Named-object pointing rows

* Begin *

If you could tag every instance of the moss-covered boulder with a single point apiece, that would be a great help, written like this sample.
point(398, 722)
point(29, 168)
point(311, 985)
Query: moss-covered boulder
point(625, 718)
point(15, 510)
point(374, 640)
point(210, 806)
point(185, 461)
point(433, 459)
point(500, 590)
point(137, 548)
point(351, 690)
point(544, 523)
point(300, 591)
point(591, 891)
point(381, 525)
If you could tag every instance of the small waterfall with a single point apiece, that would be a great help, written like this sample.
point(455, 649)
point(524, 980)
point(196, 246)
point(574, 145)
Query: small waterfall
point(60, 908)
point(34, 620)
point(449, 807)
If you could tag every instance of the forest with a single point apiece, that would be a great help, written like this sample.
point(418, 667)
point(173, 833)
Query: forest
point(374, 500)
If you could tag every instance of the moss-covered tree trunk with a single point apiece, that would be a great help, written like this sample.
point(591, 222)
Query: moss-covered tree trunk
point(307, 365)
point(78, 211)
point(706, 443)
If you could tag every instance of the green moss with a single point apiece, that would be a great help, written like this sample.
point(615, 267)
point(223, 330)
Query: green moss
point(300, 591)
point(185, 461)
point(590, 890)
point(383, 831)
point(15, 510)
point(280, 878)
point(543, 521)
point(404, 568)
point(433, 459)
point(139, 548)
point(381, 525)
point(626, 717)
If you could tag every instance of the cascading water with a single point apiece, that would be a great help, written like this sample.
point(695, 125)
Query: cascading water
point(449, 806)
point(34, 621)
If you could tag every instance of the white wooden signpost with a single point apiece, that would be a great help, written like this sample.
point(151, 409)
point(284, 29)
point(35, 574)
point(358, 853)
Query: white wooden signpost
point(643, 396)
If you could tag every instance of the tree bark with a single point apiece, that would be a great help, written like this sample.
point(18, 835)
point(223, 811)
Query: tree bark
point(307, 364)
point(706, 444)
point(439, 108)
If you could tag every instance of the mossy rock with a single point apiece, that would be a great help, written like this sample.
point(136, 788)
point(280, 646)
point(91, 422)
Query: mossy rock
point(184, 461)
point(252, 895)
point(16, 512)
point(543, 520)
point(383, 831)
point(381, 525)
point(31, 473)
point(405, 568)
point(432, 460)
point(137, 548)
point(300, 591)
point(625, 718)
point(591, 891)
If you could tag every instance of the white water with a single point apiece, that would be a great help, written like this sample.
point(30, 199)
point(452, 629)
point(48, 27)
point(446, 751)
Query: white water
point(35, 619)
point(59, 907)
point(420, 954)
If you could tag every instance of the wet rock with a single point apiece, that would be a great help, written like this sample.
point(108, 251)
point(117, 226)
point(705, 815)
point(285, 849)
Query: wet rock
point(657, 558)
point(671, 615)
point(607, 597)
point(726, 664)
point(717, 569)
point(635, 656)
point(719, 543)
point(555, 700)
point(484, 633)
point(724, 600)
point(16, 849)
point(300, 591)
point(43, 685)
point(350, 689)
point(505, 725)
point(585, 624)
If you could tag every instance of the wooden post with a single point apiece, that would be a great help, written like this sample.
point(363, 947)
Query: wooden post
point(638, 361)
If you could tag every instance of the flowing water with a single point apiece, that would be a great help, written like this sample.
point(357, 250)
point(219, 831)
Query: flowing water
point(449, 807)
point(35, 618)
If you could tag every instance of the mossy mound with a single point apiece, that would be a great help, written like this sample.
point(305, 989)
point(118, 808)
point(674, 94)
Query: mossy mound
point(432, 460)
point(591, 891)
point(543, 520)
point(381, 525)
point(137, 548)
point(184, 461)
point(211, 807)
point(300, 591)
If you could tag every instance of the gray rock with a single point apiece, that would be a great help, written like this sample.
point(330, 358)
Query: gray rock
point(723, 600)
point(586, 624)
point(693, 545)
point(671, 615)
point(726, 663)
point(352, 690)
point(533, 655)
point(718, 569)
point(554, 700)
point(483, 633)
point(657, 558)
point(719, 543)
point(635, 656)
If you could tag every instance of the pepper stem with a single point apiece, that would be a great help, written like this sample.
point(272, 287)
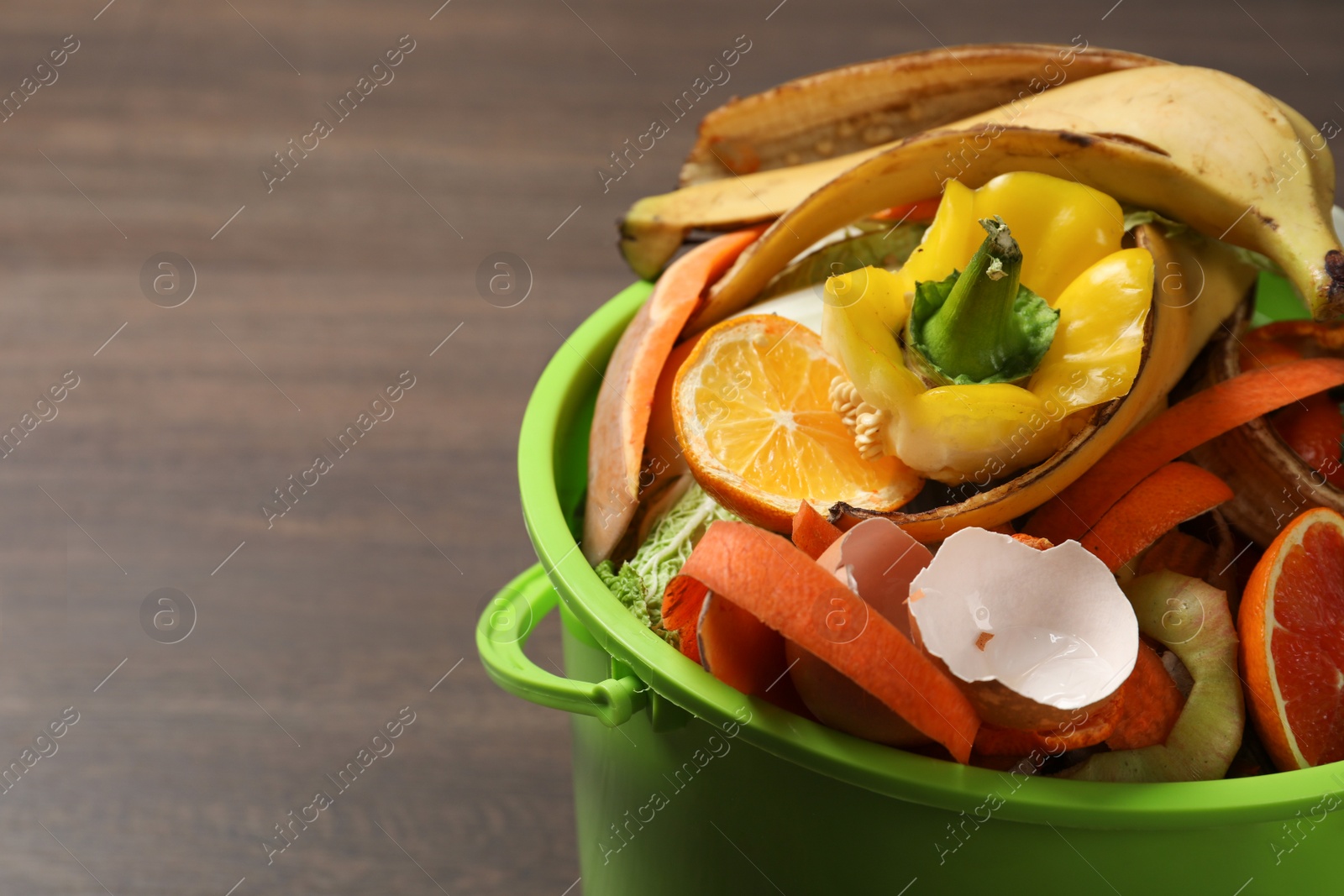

* End *

Exercise task
Rewrite everything from the line containing "If you could tag every instance of the moss-covered tree" down to the line containing "point(34, 621)", swapping "cascading water" for "falling water" and changing nothing else.

Response below
If you could tag every instance of the moss-covered tree trunk with a single point apiece, that would be a great help, written like this sample.
point(591, 222)
Query: moss-covered tree trunk
point(307, 365)
point(78, 211)
point(706, 443)
If you could tag every instance of the green moss with a single point apiece, that would be a great help, written like this sample.
point(615, 267)
point(223, 330)
Query: green moss
point(300, 591)
point(185, 461)
point(590, 890)
point(383, 831)
point(15, 510)
point(280, 878)
point(543, 521)
point(404, 568)
point(433, 459)
point(139, 548)
point(381, 525)
point(626, 717)
If you could tag every instance of the falling water with a single point apiece, that would be a great help, written like this sample.
point(695, 125)
Query: falling water
point(449, 806)
point(34, 621)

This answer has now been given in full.